OBJECTIVE
Retype every one of the records below line by line, changing nothing. Leave the pictures out.

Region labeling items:
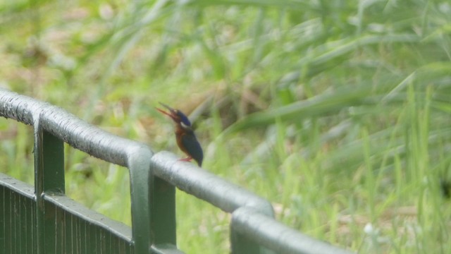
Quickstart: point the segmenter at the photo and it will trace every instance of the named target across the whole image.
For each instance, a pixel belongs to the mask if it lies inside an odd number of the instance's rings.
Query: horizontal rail
[[[70,146],[118,165],[128,167],[129,158],[140,150],[150,149],[144,143],[109,133],[80,120],[49,103],[0,88],[1,116],[34,125],[40,118],[42,128]]]
[[[250,207],[274,216],[268,200],[194,164],[178,162],[172,153],[158,152],[152,162],[156,176],[225,212],[231,213],[238,207]]]
[[[278,253],[351,253],[303,234],[249,207],[241,207],[233,212],[231,228]]]
[[[42,171],[49,176],[53,171],[49,167],[51,164],[51,156],[48,151],[52,150],[46,150],[47,155],[43,155],[39,147],[45,147],[43,144],[51,143],[55,138],[90,155],[129,169],[131,237],[130,230],[124,229],[123,225],[98,222],[101,218],[90,213],[89,210],[81,205],[73,205],[75,202],[65,197],[63,191],[52,195],[51,190],[43,188],[39,190],[35,187],[32,198],[37,199],[39,214],[44,214],[39,202],[44,205],[48,204],[50,208],[47,209],[63,210],[65,216],[75,216],[74,219],[80,217],[112,231],[133,244],[135,253],[182,253],[175,247],[174,186],[233,214],[230,228],[233,253],[249,253],[242,250],[260,253],[264,248],[259,246],[278,253],[350,253],[278,222],[273,218],[271,202],[249,190],[192,164],[180,162],[172,153],[154,154],[144,143],[107,133],[48,103],[0,89],[0,116],[35,127],[35,156],[38,153],[42,157],[35,160],[35,167],[42,167]],[[62,148],[58,151],[62,151]],[[63,174],[63,167],[61,168]],[[8,184],[7,180],[4,184]],[[19,192],[29,197],[29,190]],[[166,230],[165,225],[170,225],[166,226],[170,229]],[[234,238],[239,240],[234,242]],[[242,247],[235,248],[235,243]]]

TASK OUTPUT
Quickstart: point the segmenter at the photo and it will trace every instance of the named target across the whole image.
For each instance, a pixel belongs to the mask if it lies inside an odd number of the instance's rings.
Query: horizontal rail
[[[70,146],[118,165],[128,167],[129,158],[140,150],[150,149],[144,143],[109,133],[80,120],[49,103],[0,88],[1,116],[34,125],[40,118],[42,128]]]
[[[250,207],[274,216],[268,200],[194,164],[178,162],[172,153],[158,152],[152,162],[156,176],[225,212],[231,213],[238,207]]]
[[[278,253],[351,253],[303,234],[249,207],[241,207],[233,212],[231,228]]]
[[[42,171],[49,176],[53,171],[49,167],[51,164],[51,156],[48,151],[52,150],[46,150],[47,155],[43,155],[39,147],[45,147],[43,144],[51,143],[55,138],[90,155],[129,169],[131,237],[130,230],[124,229],[123,225],[98,222],[101,218],[90,213],[89,210],[81,205],[73,205],[75,202],[65,197],[63,191],[52,195],[51,190],[43,188],[39,190],[35,187],[32,198],[37,199],[39,214],[44,214],[39,202],[44,205],[48,204],[50,208],[47,209],[63,210],[65,216],[75,216],[74,219],[80,217],[112,231],[133,244],[135,253],[182,253],[175,247],[174,186],[233,214],[230,228],[233,253],[249,253],[242,250],[260,253],[264,248],[259,246],[278,253],[350,253],[278,222],[273,218],[271,202],[249,190],[192,164],[180,162],[172,153],[154,154],[144,143],[107,133],[48,103],[0,89],[0,116],[35,127],[35,156],[38,153],[42,157],[35,160],[35,167],[42,167]],[[62,148],[58,151],[62,151]],[[63,174],[63,167],[61,168]],[[8,184],[7,180],[4,184]],[[19,192],[29,197],[29,190]],[[166,230],[165,225],[170,225],[166,226],[170,229]],[[234,238],[239,240],[234,242]],[[242,247],[235,248],[235,243]]]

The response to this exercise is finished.